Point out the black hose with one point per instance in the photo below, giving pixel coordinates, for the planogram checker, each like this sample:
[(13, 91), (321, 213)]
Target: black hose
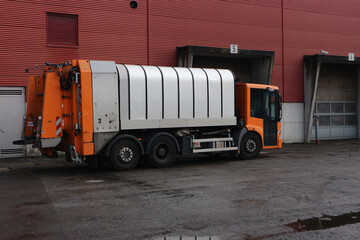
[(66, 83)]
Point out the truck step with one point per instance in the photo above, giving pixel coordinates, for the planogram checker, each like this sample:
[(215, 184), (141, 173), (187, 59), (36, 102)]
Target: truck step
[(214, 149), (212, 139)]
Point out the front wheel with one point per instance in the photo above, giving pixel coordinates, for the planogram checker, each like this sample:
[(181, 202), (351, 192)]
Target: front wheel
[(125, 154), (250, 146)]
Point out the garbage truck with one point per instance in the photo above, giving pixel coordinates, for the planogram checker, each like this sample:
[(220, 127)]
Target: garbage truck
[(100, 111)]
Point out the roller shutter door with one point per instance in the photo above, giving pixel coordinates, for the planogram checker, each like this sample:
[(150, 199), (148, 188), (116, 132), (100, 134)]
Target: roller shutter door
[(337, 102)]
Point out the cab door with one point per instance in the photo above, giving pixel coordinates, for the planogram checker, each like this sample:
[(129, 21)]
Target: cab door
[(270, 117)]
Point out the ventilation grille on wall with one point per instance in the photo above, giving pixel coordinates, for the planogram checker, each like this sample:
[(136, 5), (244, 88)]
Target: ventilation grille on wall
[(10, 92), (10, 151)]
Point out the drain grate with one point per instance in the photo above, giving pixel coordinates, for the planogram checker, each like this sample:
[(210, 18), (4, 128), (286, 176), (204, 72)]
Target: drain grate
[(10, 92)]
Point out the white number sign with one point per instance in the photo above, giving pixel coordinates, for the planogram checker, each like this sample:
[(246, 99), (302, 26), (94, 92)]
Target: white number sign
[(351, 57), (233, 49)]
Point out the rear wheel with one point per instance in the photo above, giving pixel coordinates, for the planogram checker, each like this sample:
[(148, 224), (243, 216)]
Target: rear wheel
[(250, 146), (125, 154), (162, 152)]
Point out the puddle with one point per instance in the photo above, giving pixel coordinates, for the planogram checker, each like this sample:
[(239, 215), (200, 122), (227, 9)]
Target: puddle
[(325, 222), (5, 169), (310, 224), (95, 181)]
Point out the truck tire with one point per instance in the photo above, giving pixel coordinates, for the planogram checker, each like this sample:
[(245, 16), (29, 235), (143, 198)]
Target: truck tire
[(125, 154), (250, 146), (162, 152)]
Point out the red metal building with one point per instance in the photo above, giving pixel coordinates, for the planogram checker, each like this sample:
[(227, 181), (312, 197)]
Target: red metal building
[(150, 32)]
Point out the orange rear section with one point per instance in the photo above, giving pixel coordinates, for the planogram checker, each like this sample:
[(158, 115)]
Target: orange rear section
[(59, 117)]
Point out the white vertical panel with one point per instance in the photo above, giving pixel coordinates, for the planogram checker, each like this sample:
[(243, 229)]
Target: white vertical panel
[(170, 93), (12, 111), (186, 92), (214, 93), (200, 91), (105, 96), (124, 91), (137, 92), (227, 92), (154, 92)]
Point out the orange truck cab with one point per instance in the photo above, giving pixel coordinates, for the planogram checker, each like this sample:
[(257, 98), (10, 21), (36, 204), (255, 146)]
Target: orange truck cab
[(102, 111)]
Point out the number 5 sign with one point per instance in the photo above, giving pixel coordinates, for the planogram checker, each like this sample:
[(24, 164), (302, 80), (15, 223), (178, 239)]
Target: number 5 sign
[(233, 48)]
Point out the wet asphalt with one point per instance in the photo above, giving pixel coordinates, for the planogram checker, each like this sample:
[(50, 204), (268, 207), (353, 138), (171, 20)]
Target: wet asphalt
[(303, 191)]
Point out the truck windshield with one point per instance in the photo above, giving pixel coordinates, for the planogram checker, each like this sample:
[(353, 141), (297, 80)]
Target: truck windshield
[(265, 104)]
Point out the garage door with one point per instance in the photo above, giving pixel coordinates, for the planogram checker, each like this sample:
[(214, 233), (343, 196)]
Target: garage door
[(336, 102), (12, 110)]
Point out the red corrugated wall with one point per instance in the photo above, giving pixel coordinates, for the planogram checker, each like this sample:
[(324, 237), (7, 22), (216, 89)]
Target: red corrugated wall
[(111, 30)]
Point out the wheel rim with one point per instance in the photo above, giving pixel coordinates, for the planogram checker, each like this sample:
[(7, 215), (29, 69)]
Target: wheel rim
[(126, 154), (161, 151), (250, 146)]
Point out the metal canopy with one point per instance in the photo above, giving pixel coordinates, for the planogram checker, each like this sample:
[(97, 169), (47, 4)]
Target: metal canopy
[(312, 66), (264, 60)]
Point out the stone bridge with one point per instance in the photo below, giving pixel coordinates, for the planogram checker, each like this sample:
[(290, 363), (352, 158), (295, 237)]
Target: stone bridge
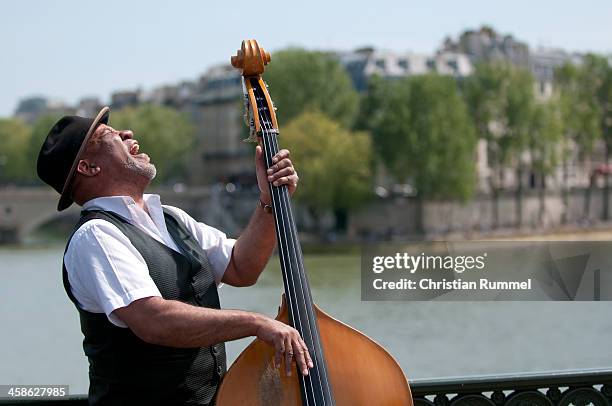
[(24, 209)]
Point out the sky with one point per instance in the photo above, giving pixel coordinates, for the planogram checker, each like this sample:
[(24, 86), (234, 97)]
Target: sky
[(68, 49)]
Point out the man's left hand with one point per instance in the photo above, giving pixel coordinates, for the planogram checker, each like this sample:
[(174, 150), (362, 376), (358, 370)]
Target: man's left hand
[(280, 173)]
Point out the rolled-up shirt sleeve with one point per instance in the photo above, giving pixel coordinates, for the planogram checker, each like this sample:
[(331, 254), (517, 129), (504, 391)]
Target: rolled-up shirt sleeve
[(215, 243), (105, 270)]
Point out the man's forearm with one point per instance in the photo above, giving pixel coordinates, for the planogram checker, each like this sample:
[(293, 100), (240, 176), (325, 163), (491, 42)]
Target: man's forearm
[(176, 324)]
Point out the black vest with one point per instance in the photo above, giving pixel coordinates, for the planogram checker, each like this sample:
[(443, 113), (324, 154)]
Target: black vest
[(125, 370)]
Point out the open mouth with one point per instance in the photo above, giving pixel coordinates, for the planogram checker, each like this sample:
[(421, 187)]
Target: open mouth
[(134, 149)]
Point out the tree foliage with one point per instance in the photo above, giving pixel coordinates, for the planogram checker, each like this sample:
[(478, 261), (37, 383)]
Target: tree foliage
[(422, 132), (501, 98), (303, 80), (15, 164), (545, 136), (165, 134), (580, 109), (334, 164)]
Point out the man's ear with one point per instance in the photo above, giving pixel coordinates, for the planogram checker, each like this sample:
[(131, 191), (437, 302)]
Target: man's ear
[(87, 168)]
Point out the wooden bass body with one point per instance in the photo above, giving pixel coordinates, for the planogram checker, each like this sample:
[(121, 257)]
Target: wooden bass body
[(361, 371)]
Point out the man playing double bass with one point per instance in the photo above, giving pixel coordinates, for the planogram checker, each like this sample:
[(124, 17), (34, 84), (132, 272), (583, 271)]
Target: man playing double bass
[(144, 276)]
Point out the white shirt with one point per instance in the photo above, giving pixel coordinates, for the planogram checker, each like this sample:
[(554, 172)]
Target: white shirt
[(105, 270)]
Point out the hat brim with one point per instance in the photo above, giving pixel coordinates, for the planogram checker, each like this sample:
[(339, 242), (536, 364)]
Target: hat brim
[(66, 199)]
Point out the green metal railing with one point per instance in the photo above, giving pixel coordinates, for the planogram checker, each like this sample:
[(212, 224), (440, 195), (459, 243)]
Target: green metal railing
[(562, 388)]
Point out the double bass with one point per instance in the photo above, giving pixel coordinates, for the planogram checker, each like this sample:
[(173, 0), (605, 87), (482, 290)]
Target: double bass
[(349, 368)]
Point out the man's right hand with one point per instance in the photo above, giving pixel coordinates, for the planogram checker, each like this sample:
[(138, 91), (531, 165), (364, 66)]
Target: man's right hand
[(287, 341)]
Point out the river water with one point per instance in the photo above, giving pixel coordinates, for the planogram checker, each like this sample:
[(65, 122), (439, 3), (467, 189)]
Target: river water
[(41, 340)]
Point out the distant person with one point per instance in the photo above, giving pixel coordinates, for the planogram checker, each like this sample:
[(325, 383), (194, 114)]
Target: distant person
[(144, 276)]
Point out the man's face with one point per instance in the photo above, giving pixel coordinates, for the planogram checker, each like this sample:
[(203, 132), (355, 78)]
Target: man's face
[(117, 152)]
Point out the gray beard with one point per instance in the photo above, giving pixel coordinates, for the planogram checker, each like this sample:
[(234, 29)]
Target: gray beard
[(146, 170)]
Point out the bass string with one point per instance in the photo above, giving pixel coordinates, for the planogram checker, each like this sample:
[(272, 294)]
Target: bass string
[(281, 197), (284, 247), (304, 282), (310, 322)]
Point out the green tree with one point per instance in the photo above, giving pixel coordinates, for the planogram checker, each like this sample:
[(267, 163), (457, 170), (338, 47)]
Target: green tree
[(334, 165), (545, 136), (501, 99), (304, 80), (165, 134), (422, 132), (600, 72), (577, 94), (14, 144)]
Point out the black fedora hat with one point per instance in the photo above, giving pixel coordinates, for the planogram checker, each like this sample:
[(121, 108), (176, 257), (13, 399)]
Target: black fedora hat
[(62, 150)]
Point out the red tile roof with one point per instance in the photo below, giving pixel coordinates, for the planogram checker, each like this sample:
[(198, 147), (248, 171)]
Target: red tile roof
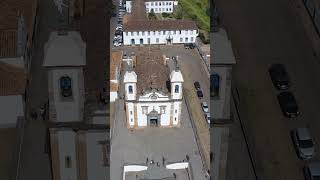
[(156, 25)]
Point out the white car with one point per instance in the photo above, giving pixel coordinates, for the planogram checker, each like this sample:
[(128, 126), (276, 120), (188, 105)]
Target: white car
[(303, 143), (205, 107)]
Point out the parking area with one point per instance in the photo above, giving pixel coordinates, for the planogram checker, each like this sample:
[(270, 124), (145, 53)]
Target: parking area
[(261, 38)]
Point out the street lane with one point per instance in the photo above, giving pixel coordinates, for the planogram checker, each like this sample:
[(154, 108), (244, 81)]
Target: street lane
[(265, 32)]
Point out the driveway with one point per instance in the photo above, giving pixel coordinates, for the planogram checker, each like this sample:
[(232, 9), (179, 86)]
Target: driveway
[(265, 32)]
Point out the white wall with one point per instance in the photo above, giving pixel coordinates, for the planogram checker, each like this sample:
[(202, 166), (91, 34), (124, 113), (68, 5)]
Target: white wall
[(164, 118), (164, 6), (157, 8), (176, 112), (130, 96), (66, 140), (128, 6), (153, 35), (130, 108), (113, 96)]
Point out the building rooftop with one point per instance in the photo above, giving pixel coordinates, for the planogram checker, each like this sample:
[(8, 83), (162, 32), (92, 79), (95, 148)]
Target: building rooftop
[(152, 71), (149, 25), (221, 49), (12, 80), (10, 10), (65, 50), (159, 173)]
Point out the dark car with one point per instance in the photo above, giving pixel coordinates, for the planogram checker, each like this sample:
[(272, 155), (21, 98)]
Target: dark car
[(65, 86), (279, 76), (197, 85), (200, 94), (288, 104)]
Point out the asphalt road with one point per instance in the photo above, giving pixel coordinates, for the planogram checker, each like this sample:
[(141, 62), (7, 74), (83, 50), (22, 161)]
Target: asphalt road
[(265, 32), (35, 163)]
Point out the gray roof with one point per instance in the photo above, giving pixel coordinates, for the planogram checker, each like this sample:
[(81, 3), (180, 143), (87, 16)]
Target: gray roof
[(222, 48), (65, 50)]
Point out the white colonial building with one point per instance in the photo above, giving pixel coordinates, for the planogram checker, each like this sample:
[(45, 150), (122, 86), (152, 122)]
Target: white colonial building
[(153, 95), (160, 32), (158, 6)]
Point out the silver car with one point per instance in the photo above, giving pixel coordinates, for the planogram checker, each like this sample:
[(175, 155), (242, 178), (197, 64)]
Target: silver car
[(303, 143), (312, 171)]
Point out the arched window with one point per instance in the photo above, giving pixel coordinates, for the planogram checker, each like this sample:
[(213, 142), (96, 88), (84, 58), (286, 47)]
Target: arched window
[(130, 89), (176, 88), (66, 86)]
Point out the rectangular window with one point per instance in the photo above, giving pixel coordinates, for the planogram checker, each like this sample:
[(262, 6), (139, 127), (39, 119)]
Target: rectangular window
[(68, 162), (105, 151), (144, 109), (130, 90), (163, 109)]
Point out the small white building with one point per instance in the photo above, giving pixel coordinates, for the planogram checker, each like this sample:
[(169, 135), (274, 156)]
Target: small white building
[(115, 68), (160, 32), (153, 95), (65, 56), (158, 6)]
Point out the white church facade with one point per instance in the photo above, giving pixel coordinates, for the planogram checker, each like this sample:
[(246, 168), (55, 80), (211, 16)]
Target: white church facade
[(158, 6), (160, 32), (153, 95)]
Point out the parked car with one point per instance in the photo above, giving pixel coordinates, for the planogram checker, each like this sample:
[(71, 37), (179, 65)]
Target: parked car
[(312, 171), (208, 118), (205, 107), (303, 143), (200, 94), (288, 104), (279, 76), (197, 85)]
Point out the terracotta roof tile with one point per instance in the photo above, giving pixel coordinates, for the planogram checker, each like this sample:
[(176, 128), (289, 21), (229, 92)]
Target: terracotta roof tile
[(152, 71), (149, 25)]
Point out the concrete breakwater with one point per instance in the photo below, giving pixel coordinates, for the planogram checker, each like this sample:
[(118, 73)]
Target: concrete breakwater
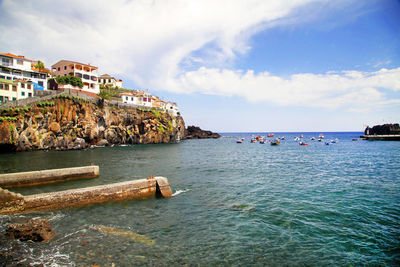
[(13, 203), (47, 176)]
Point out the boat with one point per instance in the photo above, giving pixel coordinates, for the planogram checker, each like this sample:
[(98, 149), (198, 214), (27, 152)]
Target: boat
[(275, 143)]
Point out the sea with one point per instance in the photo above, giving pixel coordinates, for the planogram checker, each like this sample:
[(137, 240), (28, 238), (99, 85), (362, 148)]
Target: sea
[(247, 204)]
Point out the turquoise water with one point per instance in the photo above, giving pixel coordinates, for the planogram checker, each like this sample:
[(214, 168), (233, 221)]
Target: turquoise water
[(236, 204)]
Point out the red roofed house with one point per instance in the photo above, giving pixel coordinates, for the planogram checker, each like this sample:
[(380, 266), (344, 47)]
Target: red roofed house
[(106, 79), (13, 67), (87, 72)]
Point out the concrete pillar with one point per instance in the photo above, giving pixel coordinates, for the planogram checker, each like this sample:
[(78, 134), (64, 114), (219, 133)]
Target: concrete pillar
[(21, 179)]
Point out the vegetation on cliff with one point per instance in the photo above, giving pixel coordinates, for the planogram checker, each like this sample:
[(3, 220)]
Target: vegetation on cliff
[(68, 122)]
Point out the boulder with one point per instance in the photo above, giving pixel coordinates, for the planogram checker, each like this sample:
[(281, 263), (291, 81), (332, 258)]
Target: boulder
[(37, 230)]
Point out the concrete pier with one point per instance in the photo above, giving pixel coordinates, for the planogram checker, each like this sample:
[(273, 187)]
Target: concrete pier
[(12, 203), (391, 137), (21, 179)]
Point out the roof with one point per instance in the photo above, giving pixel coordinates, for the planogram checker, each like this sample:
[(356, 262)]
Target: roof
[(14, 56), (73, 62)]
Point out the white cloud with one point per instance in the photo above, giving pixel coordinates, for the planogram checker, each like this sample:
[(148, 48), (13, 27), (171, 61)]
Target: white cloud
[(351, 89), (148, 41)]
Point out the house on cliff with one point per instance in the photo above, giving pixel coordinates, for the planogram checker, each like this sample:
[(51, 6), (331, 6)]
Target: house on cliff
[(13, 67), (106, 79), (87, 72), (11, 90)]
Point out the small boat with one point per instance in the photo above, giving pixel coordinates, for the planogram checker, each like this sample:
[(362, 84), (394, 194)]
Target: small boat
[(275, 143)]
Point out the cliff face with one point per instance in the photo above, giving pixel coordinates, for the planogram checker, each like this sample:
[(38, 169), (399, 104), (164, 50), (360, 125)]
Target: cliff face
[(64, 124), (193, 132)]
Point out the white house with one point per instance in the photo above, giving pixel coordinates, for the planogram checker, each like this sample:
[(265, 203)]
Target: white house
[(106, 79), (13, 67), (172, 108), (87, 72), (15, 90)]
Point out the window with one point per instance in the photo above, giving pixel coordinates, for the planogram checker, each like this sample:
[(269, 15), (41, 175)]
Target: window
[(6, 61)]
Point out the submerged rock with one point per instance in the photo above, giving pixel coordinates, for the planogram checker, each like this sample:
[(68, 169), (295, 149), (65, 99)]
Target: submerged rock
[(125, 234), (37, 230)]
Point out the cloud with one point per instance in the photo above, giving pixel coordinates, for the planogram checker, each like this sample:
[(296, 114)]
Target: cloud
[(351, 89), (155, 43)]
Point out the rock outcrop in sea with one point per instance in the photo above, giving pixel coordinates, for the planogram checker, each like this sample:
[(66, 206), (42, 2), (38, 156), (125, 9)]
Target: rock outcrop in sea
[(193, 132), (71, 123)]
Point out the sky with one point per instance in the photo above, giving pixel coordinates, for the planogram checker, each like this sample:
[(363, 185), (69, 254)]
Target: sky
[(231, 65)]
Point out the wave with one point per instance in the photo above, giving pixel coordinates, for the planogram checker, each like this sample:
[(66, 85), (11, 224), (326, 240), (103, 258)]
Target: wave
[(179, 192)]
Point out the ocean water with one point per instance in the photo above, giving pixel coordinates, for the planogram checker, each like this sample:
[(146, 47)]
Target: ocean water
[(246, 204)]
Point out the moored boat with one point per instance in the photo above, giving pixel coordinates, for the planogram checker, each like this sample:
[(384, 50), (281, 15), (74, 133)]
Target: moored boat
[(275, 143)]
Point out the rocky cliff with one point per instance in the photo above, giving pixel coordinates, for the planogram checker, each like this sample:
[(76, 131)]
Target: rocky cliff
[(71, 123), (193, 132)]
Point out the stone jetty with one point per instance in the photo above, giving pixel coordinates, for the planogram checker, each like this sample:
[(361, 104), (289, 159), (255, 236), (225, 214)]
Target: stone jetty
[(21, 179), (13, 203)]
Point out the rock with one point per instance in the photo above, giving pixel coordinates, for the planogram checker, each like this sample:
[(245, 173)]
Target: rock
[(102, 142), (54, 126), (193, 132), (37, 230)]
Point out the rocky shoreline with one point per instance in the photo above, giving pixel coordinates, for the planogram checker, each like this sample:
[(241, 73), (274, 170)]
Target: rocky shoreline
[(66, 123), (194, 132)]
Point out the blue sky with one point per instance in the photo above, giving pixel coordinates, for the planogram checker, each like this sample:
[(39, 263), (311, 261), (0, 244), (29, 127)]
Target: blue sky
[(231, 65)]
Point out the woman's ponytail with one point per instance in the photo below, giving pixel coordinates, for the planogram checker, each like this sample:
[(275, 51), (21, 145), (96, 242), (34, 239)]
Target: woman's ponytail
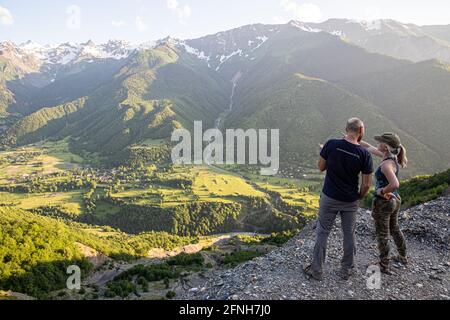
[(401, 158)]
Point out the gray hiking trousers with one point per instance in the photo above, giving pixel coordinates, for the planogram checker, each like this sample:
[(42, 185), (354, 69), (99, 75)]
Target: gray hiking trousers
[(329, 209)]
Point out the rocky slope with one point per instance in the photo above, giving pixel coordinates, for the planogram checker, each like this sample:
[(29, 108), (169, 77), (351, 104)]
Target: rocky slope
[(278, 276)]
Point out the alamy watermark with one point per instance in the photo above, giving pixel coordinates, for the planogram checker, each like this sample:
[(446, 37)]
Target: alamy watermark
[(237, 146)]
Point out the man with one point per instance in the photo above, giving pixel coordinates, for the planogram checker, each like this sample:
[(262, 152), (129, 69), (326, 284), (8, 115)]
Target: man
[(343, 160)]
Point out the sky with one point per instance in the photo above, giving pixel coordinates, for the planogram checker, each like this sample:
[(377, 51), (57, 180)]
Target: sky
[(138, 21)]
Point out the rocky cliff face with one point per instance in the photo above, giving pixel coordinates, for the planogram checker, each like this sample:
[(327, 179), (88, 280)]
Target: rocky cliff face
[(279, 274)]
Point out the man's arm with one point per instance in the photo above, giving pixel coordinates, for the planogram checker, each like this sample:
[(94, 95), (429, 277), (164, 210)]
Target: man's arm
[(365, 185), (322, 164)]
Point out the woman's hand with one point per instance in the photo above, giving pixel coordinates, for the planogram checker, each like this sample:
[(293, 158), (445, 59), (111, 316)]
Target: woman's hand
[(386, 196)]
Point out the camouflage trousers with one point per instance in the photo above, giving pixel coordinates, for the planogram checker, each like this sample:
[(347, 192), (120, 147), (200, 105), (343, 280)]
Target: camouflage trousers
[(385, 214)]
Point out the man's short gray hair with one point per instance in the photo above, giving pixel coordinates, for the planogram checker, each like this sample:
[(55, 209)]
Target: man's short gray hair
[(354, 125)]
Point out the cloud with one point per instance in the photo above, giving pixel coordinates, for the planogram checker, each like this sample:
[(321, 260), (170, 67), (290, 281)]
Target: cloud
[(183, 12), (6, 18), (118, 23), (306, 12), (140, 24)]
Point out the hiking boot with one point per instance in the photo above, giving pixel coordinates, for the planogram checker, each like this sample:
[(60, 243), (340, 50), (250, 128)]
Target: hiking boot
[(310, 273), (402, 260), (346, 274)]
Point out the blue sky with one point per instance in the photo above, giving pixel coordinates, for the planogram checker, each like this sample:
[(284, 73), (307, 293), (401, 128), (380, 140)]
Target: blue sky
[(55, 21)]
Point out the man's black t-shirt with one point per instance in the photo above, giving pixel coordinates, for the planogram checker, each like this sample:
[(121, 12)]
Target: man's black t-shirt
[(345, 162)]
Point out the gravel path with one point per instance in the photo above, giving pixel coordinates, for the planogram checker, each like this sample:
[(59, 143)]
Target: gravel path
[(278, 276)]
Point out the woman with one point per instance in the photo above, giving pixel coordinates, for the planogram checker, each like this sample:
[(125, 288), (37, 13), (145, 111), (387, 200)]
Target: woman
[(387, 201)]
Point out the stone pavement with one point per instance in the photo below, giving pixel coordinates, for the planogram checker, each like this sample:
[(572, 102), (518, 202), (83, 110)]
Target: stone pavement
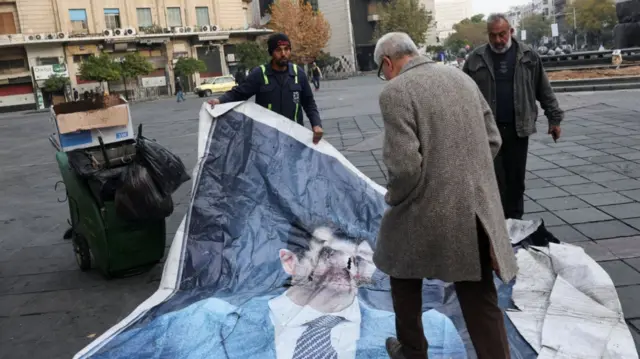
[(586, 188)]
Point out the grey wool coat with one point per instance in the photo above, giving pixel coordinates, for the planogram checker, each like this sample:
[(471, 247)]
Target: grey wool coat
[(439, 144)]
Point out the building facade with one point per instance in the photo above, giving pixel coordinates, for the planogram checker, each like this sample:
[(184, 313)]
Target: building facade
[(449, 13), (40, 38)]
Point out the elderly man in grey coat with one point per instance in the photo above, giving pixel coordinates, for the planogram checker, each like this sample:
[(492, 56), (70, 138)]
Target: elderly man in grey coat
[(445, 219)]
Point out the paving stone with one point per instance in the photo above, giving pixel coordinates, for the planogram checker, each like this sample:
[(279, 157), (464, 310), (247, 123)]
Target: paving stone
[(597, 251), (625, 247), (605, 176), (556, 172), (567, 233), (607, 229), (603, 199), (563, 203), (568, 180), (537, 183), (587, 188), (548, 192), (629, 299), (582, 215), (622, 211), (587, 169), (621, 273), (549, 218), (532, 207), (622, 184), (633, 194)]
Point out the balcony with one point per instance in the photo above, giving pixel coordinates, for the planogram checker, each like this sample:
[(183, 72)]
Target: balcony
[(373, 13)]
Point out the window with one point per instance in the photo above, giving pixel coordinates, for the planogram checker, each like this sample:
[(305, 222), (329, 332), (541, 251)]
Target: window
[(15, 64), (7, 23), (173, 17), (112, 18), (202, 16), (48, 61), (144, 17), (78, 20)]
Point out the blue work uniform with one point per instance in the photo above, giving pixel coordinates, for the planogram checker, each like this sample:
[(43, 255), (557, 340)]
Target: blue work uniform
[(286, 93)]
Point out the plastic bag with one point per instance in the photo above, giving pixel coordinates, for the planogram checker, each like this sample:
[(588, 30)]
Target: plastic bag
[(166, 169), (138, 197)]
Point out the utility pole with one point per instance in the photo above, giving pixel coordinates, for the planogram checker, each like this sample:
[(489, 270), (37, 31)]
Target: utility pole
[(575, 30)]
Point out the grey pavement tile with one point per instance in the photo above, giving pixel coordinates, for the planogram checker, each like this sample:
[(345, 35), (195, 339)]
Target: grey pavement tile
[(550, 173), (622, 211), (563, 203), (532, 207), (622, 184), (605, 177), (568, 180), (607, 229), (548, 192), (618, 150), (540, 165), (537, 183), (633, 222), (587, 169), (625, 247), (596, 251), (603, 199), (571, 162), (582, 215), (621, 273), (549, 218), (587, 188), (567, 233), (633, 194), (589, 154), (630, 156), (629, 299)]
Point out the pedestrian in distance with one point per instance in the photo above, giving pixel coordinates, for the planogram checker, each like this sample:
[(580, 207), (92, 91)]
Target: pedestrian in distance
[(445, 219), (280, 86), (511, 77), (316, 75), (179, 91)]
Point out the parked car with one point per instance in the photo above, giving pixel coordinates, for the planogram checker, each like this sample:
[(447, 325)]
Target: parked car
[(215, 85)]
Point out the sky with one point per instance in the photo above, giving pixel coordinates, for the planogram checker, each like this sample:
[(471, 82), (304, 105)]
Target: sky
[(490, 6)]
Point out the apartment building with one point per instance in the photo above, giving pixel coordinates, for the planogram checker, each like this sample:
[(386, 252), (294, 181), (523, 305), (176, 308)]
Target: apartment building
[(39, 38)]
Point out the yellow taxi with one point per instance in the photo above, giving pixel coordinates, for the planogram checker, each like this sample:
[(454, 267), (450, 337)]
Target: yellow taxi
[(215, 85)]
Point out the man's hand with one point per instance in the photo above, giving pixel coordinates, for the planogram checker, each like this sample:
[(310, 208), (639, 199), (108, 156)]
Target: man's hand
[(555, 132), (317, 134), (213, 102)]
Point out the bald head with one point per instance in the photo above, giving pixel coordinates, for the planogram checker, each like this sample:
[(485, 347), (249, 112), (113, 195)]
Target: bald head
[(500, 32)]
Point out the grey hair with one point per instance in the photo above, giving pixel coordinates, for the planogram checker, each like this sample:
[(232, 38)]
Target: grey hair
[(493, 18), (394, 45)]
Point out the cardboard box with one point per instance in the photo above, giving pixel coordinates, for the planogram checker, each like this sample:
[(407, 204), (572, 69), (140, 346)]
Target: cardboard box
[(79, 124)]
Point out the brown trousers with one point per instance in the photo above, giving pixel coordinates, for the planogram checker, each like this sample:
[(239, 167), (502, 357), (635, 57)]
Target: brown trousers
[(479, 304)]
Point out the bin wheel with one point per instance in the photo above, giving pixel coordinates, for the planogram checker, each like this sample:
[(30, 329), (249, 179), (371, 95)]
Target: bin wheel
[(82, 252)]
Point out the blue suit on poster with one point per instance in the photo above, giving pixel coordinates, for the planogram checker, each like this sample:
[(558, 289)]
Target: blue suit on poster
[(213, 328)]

━━━━━━━━━━━━━━━━━━━━

Task objective — Would you give again, word for word, every line from the one with "Point out the man's hand" through the final line of the listing above?

Full answer —
Point out the man's hand with one point per instance in the photo above, giving pixel coordinates, for the planogram checker, each like this sample:
[(310, 208), (639, 199), (108, 156)]
Target: man's hand
[(555, 132), (317, 134), (213, 102)]
Point out the bald head with one point per instance in the photo above, giving pixel coordinates, for the planogram checker, each like this sample:
[(485, 347), (249, 112), (113, 195)]
Target: bald head
[(500, 32)]
Point out the grey hair with one point per instance in the photo above, giving pixel coordinates, for the planogram checker, each like this sample:
[(232, 38)]
Target: grey hair
[(493, 18), (394, 45)]
Point out the cardboard box with one point per instance in the photo above, giving pixel coordinates, for the planogram checker, each like this sample:
[(407, 204), (572, 69), (140, 346)]
Target: cardboard box
[(79, 124)]
Point out the brown trousers with one point per instance in the photo above, giving pixel coordinates, for the planogram checker, each like this sample:
[(239, 167), (502, 357), (635, 57)]
Target: brown trousers
[(479, 304)]
Point out the bin wheel with one point per instance in the photo above, giving pixel coordinates, for the planogram checker, each like this sample:
[(30, 329), (249, 179), (371, 95)]
Target: bin wheel
[(82, 252)]
Point out the blue suit on poster with one point per instance in the photo above, giving pixel coordinates, for the planogram checker, each like this sample:
[(558, 289)]
Target: blue suit on poster
[(213, 328)]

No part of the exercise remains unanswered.